## Problem statement
Copy out unchanged the lines of the data below, from the line containing "Exercise. For every instance of the green shrub, find" down to the line containing "647), (234, 643)]", including both of those lines.

## Source data
--- Start ---
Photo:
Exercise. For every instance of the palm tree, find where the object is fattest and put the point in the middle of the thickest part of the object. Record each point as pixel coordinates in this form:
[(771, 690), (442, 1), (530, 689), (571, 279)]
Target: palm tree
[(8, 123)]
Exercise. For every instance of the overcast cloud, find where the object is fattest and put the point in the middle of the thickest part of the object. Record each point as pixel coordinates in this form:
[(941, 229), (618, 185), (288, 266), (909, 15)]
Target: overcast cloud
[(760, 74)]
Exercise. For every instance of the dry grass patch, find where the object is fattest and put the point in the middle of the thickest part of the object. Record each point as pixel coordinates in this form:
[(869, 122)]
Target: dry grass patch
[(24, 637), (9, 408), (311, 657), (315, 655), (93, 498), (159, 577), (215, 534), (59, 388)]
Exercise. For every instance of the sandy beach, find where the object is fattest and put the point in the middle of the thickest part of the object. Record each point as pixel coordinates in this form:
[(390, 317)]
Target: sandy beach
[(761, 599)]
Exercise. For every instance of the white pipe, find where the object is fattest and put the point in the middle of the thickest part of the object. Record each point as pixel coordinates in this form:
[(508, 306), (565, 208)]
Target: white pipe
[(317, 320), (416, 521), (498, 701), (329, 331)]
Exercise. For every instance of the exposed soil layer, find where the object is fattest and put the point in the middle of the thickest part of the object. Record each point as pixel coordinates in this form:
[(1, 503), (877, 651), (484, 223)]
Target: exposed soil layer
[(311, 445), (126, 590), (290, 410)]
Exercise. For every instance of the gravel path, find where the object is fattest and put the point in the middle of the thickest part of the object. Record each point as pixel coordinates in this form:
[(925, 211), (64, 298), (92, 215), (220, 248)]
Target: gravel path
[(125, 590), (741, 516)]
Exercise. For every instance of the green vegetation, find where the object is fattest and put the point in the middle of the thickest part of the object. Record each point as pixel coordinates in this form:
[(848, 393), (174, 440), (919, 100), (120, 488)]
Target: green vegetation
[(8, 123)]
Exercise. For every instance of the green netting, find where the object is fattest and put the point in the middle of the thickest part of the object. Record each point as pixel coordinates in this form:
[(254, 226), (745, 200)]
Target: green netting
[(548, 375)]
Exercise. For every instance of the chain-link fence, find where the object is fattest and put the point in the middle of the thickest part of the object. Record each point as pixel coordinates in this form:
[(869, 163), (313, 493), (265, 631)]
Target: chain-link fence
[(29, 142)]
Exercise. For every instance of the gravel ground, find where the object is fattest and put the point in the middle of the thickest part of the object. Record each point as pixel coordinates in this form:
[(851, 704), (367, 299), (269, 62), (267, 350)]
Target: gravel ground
--- End ---
--- Start ---
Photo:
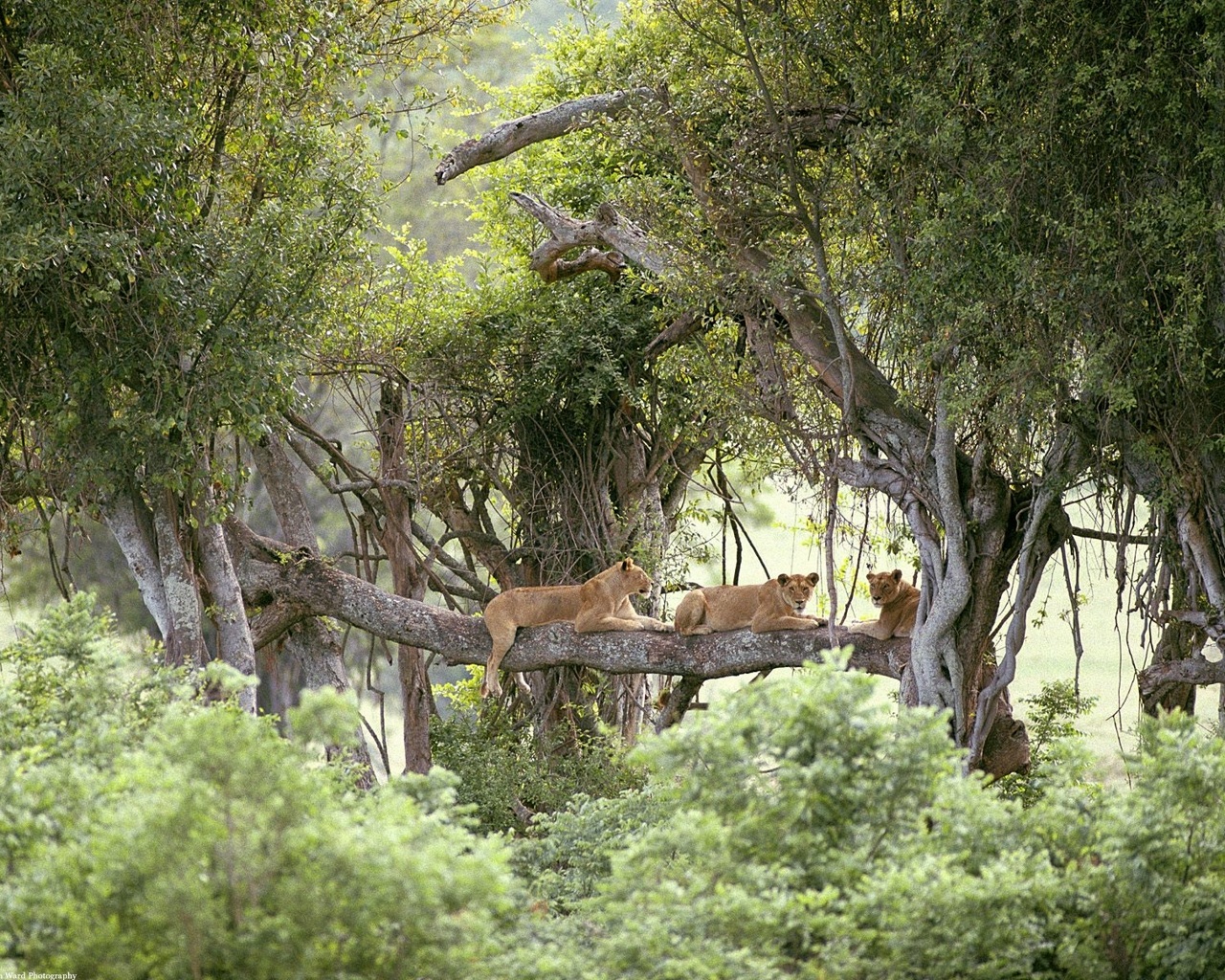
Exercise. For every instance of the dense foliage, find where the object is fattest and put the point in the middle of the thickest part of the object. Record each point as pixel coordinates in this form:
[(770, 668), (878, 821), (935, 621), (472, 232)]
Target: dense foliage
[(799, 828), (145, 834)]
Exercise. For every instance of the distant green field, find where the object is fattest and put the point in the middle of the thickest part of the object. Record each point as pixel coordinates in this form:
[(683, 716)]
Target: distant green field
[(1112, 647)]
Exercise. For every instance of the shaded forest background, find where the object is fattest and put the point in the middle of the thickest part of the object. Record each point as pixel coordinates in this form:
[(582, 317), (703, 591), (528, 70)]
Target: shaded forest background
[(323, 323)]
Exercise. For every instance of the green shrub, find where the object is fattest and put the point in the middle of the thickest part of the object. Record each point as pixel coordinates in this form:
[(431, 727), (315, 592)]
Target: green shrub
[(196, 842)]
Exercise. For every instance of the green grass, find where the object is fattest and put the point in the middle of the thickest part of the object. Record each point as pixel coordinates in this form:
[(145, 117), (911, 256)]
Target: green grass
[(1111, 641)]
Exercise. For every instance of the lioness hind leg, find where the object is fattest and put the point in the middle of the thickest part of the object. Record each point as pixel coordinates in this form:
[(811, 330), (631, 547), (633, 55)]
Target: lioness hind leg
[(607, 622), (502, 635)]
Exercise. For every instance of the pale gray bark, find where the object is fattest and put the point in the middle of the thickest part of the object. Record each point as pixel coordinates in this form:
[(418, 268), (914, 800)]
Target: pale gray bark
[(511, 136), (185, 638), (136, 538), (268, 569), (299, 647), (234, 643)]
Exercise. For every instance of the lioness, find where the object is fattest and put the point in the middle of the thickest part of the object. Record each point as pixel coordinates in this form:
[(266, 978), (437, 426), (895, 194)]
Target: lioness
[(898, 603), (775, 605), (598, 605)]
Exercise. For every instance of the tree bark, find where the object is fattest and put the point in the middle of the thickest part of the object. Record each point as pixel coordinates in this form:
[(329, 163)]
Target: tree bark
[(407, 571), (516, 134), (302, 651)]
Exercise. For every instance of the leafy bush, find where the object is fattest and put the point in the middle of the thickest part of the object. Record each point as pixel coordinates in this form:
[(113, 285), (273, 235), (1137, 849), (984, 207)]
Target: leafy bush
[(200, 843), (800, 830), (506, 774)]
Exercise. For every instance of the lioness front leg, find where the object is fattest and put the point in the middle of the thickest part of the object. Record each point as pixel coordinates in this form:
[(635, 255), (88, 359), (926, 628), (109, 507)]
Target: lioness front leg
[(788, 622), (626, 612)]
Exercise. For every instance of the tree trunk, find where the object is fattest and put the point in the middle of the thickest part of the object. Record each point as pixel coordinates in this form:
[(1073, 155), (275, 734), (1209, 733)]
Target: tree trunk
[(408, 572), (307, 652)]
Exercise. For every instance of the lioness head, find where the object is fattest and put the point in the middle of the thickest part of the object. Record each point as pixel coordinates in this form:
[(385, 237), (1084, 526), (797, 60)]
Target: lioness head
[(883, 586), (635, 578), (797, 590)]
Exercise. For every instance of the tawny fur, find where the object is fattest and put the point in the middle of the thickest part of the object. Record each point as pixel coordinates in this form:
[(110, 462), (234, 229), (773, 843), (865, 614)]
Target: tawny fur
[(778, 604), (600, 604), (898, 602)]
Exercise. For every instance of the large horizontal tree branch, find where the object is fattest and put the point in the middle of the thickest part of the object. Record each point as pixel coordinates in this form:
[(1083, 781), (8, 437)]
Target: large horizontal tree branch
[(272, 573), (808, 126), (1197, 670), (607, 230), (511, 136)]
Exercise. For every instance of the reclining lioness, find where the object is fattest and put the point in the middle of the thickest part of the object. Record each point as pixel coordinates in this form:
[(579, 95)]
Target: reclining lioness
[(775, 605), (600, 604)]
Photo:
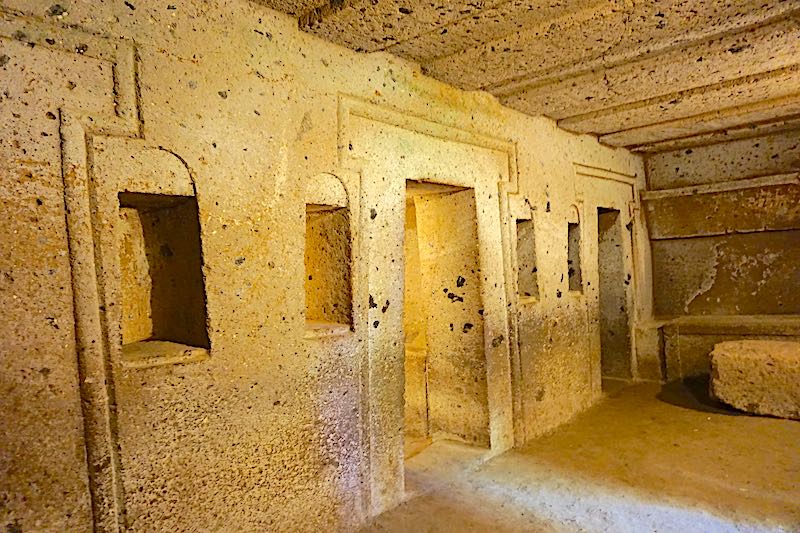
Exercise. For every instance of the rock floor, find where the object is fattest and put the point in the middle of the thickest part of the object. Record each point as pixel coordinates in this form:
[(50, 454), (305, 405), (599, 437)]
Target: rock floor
--- End ---
## Exercise result
Exercise. For every instance of the green shrub, find where the object is fattest and put the point in the middle of the thickest part of the object. Record each point as pixel coordinates in this form:
[(431, 727), (315, 592)]
Target: green shrub
[(196, 842)]
Exercise. For every instance of the green grass, find where the object is fattest and put the point in the middle of the thickest part of the object. Record each point as pixel coordinates in this form:
[(145, 117), (911, 256)]
Target: green grass
[(1111, 641)]
Exercise. For every instance of the lioness hind leg, find where the object is fattest and put the point in the middle of the thickest part of the object. Record each point as pixel coordinates in this form:
[(811, 330), (631, 547), (633, 55)]
Target: lioness hind leg
[(607, 622), (502, 635)]
Exercise. For every instance of the pale gray bark, find where the object is fattest and put the point in the middle of the thickest part of the object. Record each point as pixel coordinates in this form:
[(418, 268), (914, 800)]
Target: pale gray bark
[(511, 136), (185, 638), (136, 538), (268, 569), (299, 647), (234, 643)]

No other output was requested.